Print the items verbatim from the very first line through the line containing "309 175 L 319", including that line. Leave the pictures out of your answer.

==============================

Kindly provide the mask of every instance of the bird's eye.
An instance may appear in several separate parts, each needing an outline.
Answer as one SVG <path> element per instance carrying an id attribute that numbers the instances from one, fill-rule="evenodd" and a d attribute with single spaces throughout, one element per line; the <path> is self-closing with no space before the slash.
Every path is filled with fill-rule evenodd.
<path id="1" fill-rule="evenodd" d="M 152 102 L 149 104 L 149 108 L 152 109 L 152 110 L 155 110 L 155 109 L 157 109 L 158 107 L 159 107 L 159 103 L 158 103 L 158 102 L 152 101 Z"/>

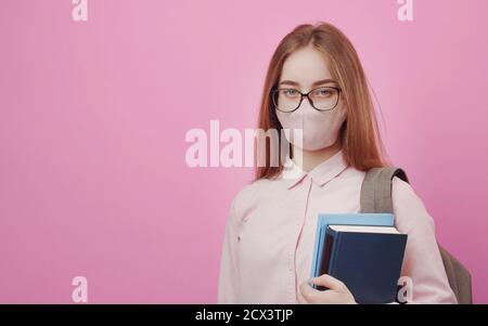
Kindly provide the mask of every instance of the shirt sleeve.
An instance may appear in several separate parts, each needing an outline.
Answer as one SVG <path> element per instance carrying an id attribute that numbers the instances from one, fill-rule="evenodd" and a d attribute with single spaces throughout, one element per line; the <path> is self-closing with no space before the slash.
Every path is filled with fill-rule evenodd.
<path id="1" fill-rule="evenodd" d="M 408 234 L 401 270 L 411 281 L 408 303 L 458 303 L 440 257 L 434 220 L 422 199 L 397 177 L 393 179 L 391 199 L 396 226 Z"/>
<path id="2" fill-rule="evenodd" d="M 232 200 L 227 218 L 226 231 L 223 235 L 220 272 L 218 281 L 217 303 L 237 303 L 237 220 L 235 216 L 235 200 Z"/>

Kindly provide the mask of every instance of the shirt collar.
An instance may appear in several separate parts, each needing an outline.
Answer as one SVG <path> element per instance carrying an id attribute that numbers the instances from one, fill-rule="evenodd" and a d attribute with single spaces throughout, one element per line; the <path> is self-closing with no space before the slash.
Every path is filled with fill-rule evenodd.
<path id="1" fill-rule="evenodd" d="M 309 175 L 319 186 L 323 186 L 347 168 L 343 154 L 344 151 L 341 148 L 339 152 L 319 164 L 309 172 L 304 171 L 290 157 L 287 157 L 283 167 L 282 179 L 285 181 L 287 188 L 292 188 L 306 175 Z"/>

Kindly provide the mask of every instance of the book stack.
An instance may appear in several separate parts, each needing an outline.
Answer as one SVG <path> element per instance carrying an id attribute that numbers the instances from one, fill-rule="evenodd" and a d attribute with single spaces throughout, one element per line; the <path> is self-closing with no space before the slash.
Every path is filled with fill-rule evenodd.
<path id="1" fill-rule="evenodd" d="M 310 276 L 339 279 L 358 303 L 395 302 L 407 234 L 394 224 L 390 213 L 319 214 Z"/>

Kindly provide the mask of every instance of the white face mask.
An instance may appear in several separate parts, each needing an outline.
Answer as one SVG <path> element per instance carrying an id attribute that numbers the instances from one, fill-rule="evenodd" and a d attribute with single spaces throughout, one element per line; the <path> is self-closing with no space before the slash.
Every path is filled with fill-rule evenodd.
<path id="1" fill-rule="evenodd" d="M 332 110 L 319 112 L 305 99 L 298 109 L 292 113 L 277 110 L 277 116 L 283 129 L 290 130 L 285 132 L 290 143 L 305 151 L 318 151 L 335 143 L 346 120 L 346 109 L 337 105 Z M 294 138 L 299 134 L 295 133 L 295 129 L 301 130 L 301 140 Z"/>

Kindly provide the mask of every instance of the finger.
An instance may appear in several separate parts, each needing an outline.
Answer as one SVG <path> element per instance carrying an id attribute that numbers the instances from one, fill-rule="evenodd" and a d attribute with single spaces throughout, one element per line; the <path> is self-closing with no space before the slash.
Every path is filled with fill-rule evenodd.
<path id="1" fill-rule="evenodd" d="M 301 294 L 298 294 L 298 303 L 299 304 L 308 304 L 307 300 L 305 300 L 304 296 Z"/>
<path id="2" fill-rule="evenodd" d="M 312 288 L 308 282 L 304 282 L 300 285 L 300 294 L 301 296 L 304 296 L 305 300 L 307 301 L 307 303 L 318 303 L 320 302 L 319 300 L 319 295 L 321 291 L 316 290 L 314 288 Z"/>
<path id="3" fill-rule="evenodd" d="M 312 282 L 317 285 L 321 285 L 336 291 L 346 288 L 346 285 L 344 283 L 328 274 L 322 274 L 319 277 L 313 277 Z"/>

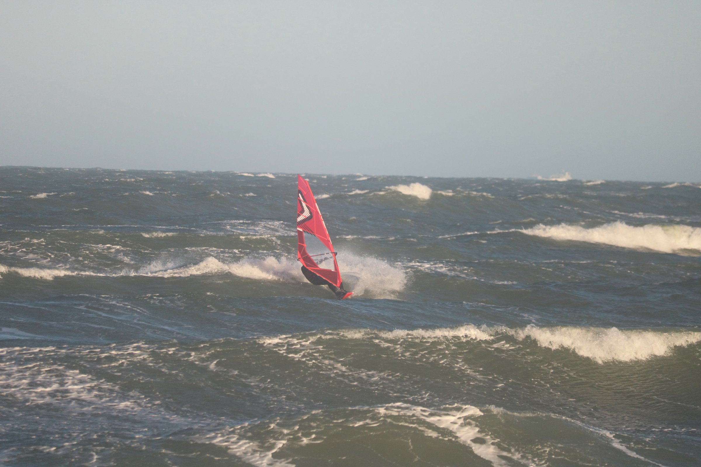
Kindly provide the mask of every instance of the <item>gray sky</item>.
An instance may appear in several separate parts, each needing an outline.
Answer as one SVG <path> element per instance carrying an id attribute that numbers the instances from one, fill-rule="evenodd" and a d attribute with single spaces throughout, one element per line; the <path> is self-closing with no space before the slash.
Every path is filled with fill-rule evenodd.
<path id="1" fill-rule="evenodd" d="M 701 1 L 0 0 L 0 165 L 701 181 Z"/>

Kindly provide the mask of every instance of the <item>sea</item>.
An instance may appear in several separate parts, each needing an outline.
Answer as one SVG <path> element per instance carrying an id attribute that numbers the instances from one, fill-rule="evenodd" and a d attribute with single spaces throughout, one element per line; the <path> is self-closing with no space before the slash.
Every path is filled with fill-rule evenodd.
<path id="1" fill-rule="evenodd" d="M 0 167 L 0 465 L 701 465 L 701 186 Z"/>

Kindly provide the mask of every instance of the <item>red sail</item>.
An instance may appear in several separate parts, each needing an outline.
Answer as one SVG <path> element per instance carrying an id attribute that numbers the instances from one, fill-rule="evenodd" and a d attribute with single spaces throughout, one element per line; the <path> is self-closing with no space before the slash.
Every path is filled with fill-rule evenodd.
<path id="1" fill-rule="evenodd" d="M 309 183 L 297 175 L 297 259 L 314 274 L 341 287 L 341 272 L 326 224 Z"/>

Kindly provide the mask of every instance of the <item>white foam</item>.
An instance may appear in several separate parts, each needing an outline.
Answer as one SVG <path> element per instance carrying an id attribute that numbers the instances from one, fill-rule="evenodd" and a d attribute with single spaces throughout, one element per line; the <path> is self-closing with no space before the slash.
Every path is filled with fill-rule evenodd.
<path id="1" fill-rule="evenodd" d="M 394 186 L 385 187 L 388 190 L 394 190 L 403 195 L 409 196 L 416 196 L 419 200 L 428 200 L 431 197 L 433 191 L 429 187 L 423 183 L 411 183 L 409 185 L 395 185 Z"/>
<path id="2" fill-rule="evenodd" d="M 437 328 L 435 329 L 395 329 L 390 331 L 378 331 L 376 334 L 389 339 L 418 337 L 425 340 L 456 337 L 470 340 L 488 340 L 493 337 L 493 333 L 488 327 L 477 327 L 474 324 L 464 324 L 455 328 Z"/>
<path id="3" fill-rule="evenodd" d="M 466 193 L 468 195 L 472 195 L 472 196 L 484 196 L 484 197 L 488 197 L 488 198 L 493 198 L 493 197 L 494 197 L 494 195 L 490 195 L 489 193 L 485 193 L 484 192 L 482 192 L 482 191 L 469 191 L 469 190 L 466 190 L 466 191 L 465 191 L 465 193 Z"/>
<path id="4" fill-rule="evenodd" d="M 177 234 L 175 232 L 142 232 L 141 235 L 147 238 L 156 238 L 159 237 L 172 237 L 173 235 L 177 235 Z"/>
<path id="5" fill-rule="evenodd" d="M 126 271 L 123 275 L 157 277 L 189 276 L 229 272 L 239 277 L 285 282 L 304 282 L 305 279 L 297 262 L 287 258 L 245 258 L 233 263 L 223 263 L 215 258 L 206 258 L 196 264 L 175 266 L 172 262 L 156 261 L 137 271 Z"/>
<path id="6" fill-rule="evenodd" d="M 25 277 L 43 279 L 46 281 L 53 280 L 54 277 L 62 276 L 72 276 L 76 272 L 65 269 L 43 269 L 41 267 L 11 267 L 0 265 L 0 273 L 14 272 Z"/>
<path id="7" fill-rule="evenodd" d="M 234 429 L 245 426 L 246 424 L 236 426 Z M 286 440 L 274 442 L 273 447 L 269 449 L 266 449 L 259 442 L 243 439 L 233 433 L 215 435 L 203 438 L 202 441 L 223 446 L 229 454 L 257 467 L 294 467 L 294 463 L 290 463 L 285 459 L 273 457 L 273 454 L 286 444 Z"/>
<path id="8" fill-rule="evenodd" d="M 355 297 L 396 298 L 407 285 L 407 272 L 383 260 L 341 251 L 336 260 L 341 277 L 348 274 L 358 277 L 353 289 Z"/>
<path id="9" fill-rule="evenodd" d="M 662 253 L 683 253 L 701 251 L 701 228 L 667 224 L 648 224 L 640 227 L 613 222 L 599 227 L 585 228 L 578 225 L 540 224 L 522 232 L 556 240 L 576 240 L 601 243 L 623 248 L 645 249 Z"/>
<path id="10" fill-rule="evenodd" d="M 676 188 L 678 186 L 695 186 L 695 187 L 701 188 L 701 186 L 694 185 L 693 183 L 690 183 L 688 181 L 685 181 L 685 182 L 683 182 L 682 183 L 678 183 L 678 182 L 675 181 L 673 183 L 669 183 L 669 185 L 665 185 L 665 186 L 663 186 L 662 188 Z"/>
<path id="11" fill-rule="evenodd" d="M 624 330 L 616 328 L 557 326 L 502 328 L 519 340 L 530 337 L 549 349 L 569 349 L 594 361 L 633 361 L 669 355 L 675 347 L 701 342 L 701 332 Z"/>
<path id="12" fill-rule="evenodd" d="M 451 328 L 433 329 L 347 329 L 332 334 L 311 337 L 329 339 L 416 340 L 423 343 L 449 341 L 489 341 L 510 335 L 518 340 L 532 339 L 540 347 L 553 350 L 569 349 L 580 356 L 598 363 L 629 362 L 667 356 L 674 347 L 684 347 L 701 342 L 701 331 L 685 330 L 641 330 L 590 326 L 507 328 L 495 326 L 476 326 L 464 324 Z M 289 337 L 289 336 L 284 336 Z M 268 338 L 268 340 L 271 338 Z M 272 342 L 272 341 L 271 341 Z M 275 341 L 277 342 L 277 341 Z"/>
<path id="13" fill-rule="evenodd" d="M 562 171 L 562 174 L 556 174 L 545 178 L 538 175 L 536 177 L 538 180 L 550 180 L 550 181 L 567 181 L 572 179 L 572 175 L 569 172 Z"/>

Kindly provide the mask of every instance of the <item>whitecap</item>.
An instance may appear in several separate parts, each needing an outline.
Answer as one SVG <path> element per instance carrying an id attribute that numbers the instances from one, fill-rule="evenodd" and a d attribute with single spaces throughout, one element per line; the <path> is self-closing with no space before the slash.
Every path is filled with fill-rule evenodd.
<path id="1" fill-rule="evenodd" d="M 419 200 L 428 200 L 431 197 L 433 191 L 430 188 L 423 183 L 410 183 L 409 185 L 395 185 L 393 186 L 385 187 L 388 190 L 398 191 L 403 195 L 409 196 L 416 196 Z"/>
<path id="2" fill-rule="evenodd" d="M 636 227 L 618 221 L 586 228 L 567 224 L 540 224 L 522 232 L 556 240 L 600 243 L 662 253 L 682 254 L 691 250 L 701 251 L 701 228 L 682 225 L 648 224 Z"/>

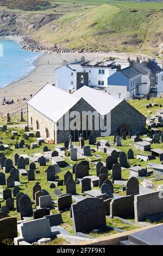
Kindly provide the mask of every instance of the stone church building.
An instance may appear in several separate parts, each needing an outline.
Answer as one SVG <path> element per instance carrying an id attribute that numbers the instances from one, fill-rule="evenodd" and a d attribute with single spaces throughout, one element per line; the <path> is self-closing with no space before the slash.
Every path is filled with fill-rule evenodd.
<path id="1" fill-rule="evenodd" d="M 73 141 L 78 141 L 81 133 L 87 139 L 90 135 L 113 135 L 122 128 L 130 136 L 136 132 L 141 134 L 145 130 L 145 117 L 126 101 L 87 86 L 70 94 L 47 83 L 27 103 L 27 125 L 34 131 L 39 131 L 44 139 L 53 139 L 55 143 L 64 142 L 70 134 Z M 87 115 L 88 112 L 92 117 Z M 72 122 L 78 126 L 75 130 L 70 125 Z"/>

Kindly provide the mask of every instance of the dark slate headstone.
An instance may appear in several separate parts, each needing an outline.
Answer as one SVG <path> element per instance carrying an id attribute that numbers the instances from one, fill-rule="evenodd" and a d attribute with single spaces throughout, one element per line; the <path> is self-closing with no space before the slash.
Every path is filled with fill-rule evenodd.
<path id="1" fill-rule="evenodd" d="M 29 170 L 28 170 L 27 177 L 28 177 L 28 181 L 30 181 L 32 180 L 35 180 L 35 171 L 33 169 L 29 169 Z"/>
<path id="2" fill-rule="evenodd" d="M 76 194 L 76 184 L 72 178 L 68 178 L 66 183 L 66 189 L 67 194 Z"/>
<path id="3" fill-rule="evenodd" d="M 17 169 L 26 169 L 26 162 L 23 156 L 17 160 Z"/>
<path id="4" fill-rule="evenodd" d="M 64 185 L 66 185 L 66 183 L 67 182 L 68 179 L 69 178 L 71 178 L 72 179 L 73 178 L 73 175 L 72 173 L 70 172 L 70 170 L 67 170 L 64 176 Z"/>
<path id="5" fill-rule="evenodd" d="M 20 193 L 20 188 L 17 187 L 15 187 L 12 190 L 12 194 L 14 197 L 16 197 L 18 193 Z"/>
<path id="6" fill-rule="evenodd" d="M 106 167 L 108 170 L 111 170 L 113 166 L 113 157 L 112 156 L 109 156 L 106 159 Z"/>
<path id="7" fill-rule="evenodd" d="M 0 173 L 0 185 L 4 186 L 4 185 L 5 185 L 5 174 Z"/>
<path id="8" fill-rule="evenodd" d="M 127 153 L 128 159 L 133 159 L 134 158 L 134 152 L 132 149 L 129 149 Z"/>
<path id="9" fill-rule="evenodd" d="M 98 162 L 96 164 L 96 176 L 98 177 L 99 175 L 99 170 L 103 166 L 104 166 L 104 164 L 102 162 Z"/>
<path id="10" fill-rule="evenodd" d="M 11 190 L 7 188 L 3 191 L 3 200 L 7 200 L 9 198 L 12 198 Z"/>
<path id="11" fill-rule="evenodd" d="M 10 188 L 10 187 L 15 187 L 15 180 L 12 176 L 10 175 L 7 178 L 7 185 L 8 188 Z"/>
<path id="12" fill-rule="evenodd" d="M 119 163 L 115 163 L 112 168 L 112 182 L 122 179 L 121 167 Z"/>
<path id="13" fill-rule="evenodd" d="M 5 173 L 10 173 L 11 169 L 14 167 L 14 166 L 13 166 L 12 161 L 11 159 L 7 159 L 5 161 L 4 164 Z"/>
<path id="14" fill-rule="evenodd" d="M 9 198 L 5 200 L 5 206 L 10 211 L 14 210 L 14 200 L 13 198 Z"/>
<path id="15" fill-rule="evenodd" d="M 43 156 L 42 156 L 39 159 L 39 163 L 40 163 L 40 166 L 46 166 L 46 158 Z"/>
<path id="16" fill-rule="evenodd" d="M 19 200 L 19 209 L 21 219 L 24 217 L 30 217 L 33 215 L 32 204 L 30 198 L 26 195 L 21 197 Z"/>
<path id="17" fill-rule="evenodd" d="M 120 164 L 121 167 L 128 167 L 127 155 L 124 152 L 121 152 L 121 153 L 120 154 Z"/>
<path id="18" fill-rule="evenodd" d="M 41 208 L 39 209 L 34 209 L 33 210 L 33 219 L 43 218 L 46 215 L 50 215 L 50 209 L 49 208 Z"/>
<path id="19" fill-rule="evenodd" d="M 99 187 L 101 187 L 105 180 L 108 179 L 108 174 L 106 173 L 103 173 L 99 175 Z"/>
<path id="20" fill-rule="evenodd" d="M 17 194 L 16 196 L 16 211 L 17 212 L 20 212 L 20 209 L 19 209 L 19 201 L 20 198 L 24 196 L 24 194 L 23 192 L 19 192 L 18 194 Z"/>
<path id="21" fill-rule="evenodd" d="M 126 196 L 139 193 L 139 182 L 135 177 L 131 177 L 126 185 Z"/>
<path id="22" fill-rule="evenodd" d="M 74 235 L 89 233 L 94 229 L 106 229 L 104 204 L 102 199 L 87 198 L 72 205 Z"/>
<path id="23" fill-rule="evenodd" d="M 33 170 L 35 170 L 36 168 L 36 166 L 35 163 L 30 163 L 29 164 L 29 169 L 32 169 Z"/>
<path id="24" fill-rule="evenodd" d="M 106 194 L 109 198 L 112 198 L 114 197 L 112 194 L 112 187 L 110 186 L 109 184 L 106 183 L 103 184 L 101 187 L 101 192 L 102 194 Z"/>
<path id="25" fill-rule="evenodd" d="M 57 198 L 57 207 L 58 211 L 70 210 L 72 205 L 72 195 L 65 194 L 60 196 Z"/>
<path id="26" fill-rule="evenodd" d="M 89 190 L 91 190 L 91 180 L 86 178 L 82 180 L 82 193 Z"/>
<path id="27" fill-rule="evenodd" d="M 19 172 L 16 168 L 12 168 L 10 172 L 10 175 L 14 178 L 15 181 L 19 181 Z"/>
<path id="28" fill-rule="evenodd" d="M 40 191 L 41 190 L 41 187 L 39 184 L 36 184 L 33 188 L 33 199 L 35 200 L 35 193 L 37 191 Z"/>

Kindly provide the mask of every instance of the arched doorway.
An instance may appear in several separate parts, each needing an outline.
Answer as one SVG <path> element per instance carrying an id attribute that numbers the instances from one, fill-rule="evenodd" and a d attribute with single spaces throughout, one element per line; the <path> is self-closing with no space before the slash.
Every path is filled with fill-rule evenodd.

==============================

## Written answer
Kindly provide the mask of every instance of the bird's eye.
An instance may appear in several separate parts, each needing an outline.
Answer as one SVG <path> element per instance carrying an id attribute that numbers the instances from one, fill-rule="evenodd" and a d attribute with single spaces throughout, one element per line; the <path> is self-closing with no space before the slash.
Every path is filled with fill-rule evenodd.
<path id="1" fill-rule="evenodd" d="M 152 102 L 149 104 L 149 108 L 152 109 L 152 110 L 155 110 L 155 109 L 157 109 L 158 107 L 159 107 L 159 103 L 158 103 L 158 102 L 152 101 Z"/>

Kindly provide the mask of every instance of the shirt sleeve.
An instance may appear in several separate parts, each needing an outline.
Answer as one SVG <path> element per instance carrying an id attribute that numbers the instances from one, fill-rule="evenodd" and a d attribute with single spaces throughout, one element per line; the <path> is self-closing with no space before the slash.
Every path is filled with fill-rule evenodd.
<path id="1" fill-rule="evenodd" d="M 408 234 L 401 270 L 411 281 L 408 303 L 458 303 L 440 257 L 434 220 L 422 199 L 397 177 L 393 179 L 391 199 L 396 226 Z"/>
<path id="2" fill-rule="evenodd" d="M 232 200 L 227 218 L 226 231 L 223 235 L 220 272 L 218 281 L 217 303 L 237 303 L 237 220 L 235 216 L 235 200 Z"/>

Kindly provide the mask of every instance of the shirt collar.
An instance may appear in several separate parts, each needing an outline.
Answer as one SVG <path> element per instance carrying an id attribute that numbers the instances from one, fill-rule="evenodd" and a d attribute with single spaces throughout, one element per line; the <path> is self-closing with no space before the slash.
Every path is filled with fill-rule evenodd.
<path id="1" fill-rule="evenodd" d="M 309 175 L 319 186 L 323 186 L 347 168 L 343 154 L 344 151 L 341 148 L 339 152 L 319 164 L 309 172 L 304 171 L 290 157 L 287 157 L 283 167 L 282 179 L 285 181 L 287 188 L 292 188 L 306 175 Z"/>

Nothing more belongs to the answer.